Source passage:

Campus News Banner


UK Physician Announces
New Investigational Acid Reflux Treatment

By Tammy Gay

 

Small UK Logo

"Patients often do not want to take medication daily and for many, even new minimally invasive surgical techniques for fundoplication are not acceptable. Newer endoscopy treatments introduced over the last two years have not found widespread acceptance because they are either technically very complex, or because they cause permanent damage to the esophagus."

-- Nicholas J. Nickl, M.D., professor of internal medicine in the division of gastroenterology, UK College of Medicine

Small UK Logo

Aug. 9, 2002 (Lexington, Ky.) -- A new investigational endoscopy procedure performed by a University of Kentucky physician for the first time in the state earlier this week could be the future answer to gastroesophageal reflux disease (GERD).

Nicholas J. Nickl, M.D., professor of internal medicine in the division of gastroenterology, UK College of Medicine, used an endoscope to implant expandable hydrogel prostheses into the wall of a patient's esophagus in a short outpatient procedure at the UK Endoscopy Center. The prostheses are intended to provide a barrier to acid reflux.
UK is only the third site in the United States to participate in the clinical research trial, with fewer than a dozen sites worldwide.

Frank Cienniwa, a 32-year-old Lexington man, underwent the investigational treatment Wednesday.
The Gatekeeper Reflux Repair System clinical trial, sponsored by Medtronic, Inc., is testing the safety and effectiveness of the new device. Nickl is planning to implant 10 or more participants with this investigational device over the next year.
"Patients suffering from acid reflux have options of either expensive daily medication therapy to prevent the formation of stomach acid or a surgical anti-reflux procedure called fundoplication," Nickl said.

"Patients often do not want to take medication daily and for many, even new minimally invasive surgical techniques for fundoplication are not acceptable. Newer endoscopy treatments introduced over the last two years have not found widespread acceptance because they are either technically very complex, or because they cause permanent damage to the esophagus," Nickl added.

Your goal:
Carry on the article about the investigational acid reflux treatment, starting after its final quoted sentence. The records have nothing to do with the acid reflux article.

Dataset:
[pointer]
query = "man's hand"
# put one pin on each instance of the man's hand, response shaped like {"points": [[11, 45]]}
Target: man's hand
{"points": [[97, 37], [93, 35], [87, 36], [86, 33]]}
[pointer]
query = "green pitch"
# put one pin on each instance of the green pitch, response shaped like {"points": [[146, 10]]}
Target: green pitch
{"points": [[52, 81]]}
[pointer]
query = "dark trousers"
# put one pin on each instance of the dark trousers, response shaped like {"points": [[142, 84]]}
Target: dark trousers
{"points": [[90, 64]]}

Answer below:
The new investigational procedure is much simpler to perform and appears to cause no permanent damage to the esophagus. Unlike the current approved procedures, it also is easily reversed in an outpatient endoscopy procedure, Nickl said.

The investigational prostheses are made of the same material as contact lenses and are the size of small pencil lead when inserted into the esophagus wall, Nickl said. The prostheses then swell to act like soft pillows, acting as barriers to the reflux of acid. However, the prostheses are soft enough not to block food from entering the stomach.

Patients commonly complain of serious heartburn before being diagnosed with GERD, which results when a muscle in the esophagus, the lower esophageal sphincter (LES), becomes ineffective. This abnormality allows stomach content, including digestive acid, to move upstream into the esophagus, causing pain and injury to the area.

More than 60 million American adults experience reflux and heartburn at least once a month, and approximately 21 million adults are estimated to have GERD. People who are not treated for the disease continue to have symptoms and may experience complications such as ulcers or in rare cases cancer.

To participate in the clinical research trial at UK, a person must have acid reflux disease, and its symptoms must be largely controlled with medication - with no previous surgery to correct the problem.
Theoretical risks include obstruction to swallowed food, bleeding and infection.